**Your task:**
Please repeat word for word the part of the records below that opens with the line containing "Q: Find one point on every instance of the bare" and closes with the end of the records.

· · · ·

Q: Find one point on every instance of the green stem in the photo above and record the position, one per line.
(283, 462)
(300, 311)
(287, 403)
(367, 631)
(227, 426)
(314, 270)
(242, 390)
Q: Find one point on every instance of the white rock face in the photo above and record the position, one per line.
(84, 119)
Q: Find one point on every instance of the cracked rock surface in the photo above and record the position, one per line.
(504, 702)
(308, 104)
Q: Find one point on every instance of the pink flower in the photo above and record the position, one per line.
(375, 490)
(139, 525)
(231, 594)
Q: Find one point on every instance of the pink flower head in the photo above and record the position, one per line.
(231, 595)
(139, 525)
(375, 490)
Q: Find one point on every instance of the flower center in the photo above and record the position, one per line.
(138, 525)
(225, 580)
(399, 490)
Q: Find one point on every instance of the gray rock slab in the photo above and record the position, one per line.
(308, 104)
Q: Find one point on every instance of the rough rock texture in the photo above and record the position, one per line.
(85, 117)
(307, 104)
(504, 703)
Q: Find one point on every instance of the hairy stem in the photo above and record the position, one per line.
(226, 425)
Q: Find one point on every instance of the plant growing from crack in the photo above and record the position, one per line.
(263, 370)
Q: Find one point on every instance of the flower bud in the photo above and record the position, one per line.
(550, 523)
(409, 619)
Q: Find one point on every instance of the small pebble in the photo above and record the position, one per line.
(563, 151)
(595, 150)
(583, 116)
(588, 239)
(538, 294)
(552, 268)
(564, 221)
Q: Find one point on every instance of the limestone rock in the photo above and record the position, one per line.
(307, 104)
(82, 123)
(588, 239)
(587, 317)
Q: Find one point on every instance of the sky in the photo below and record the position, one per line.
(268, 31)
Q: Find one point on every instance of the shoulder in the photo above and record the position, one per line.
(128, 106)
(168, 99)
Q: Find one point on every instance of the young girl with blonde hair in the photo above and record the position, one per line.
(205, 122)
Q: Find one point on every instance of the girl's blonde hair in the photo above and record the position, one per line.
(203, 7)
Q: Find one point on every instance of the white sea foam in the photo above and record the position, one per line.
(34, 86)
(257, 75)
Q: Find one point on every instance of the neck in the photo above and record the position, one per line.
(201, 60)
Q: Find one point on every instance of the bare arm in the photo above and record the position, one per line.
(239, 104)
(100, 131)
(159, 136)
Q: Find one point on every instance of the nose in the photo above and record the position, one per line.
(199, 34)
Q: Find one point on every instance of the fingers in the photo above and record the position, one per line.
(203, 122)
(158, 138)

· · · ·

**Result for this exercise:**
Q: Find one point on every instance of the bare arm in the photo above and record the position, one per line.
(239, 104)
(100, 131)
(159, 136)
Q: Find one point on every instance of the nose in the photo above and record the position, one per line.
(199, 34)
Q: Find one point on every instance of the fingers in the photo above and record the position, one per line.
(203, 122)
(158, 138)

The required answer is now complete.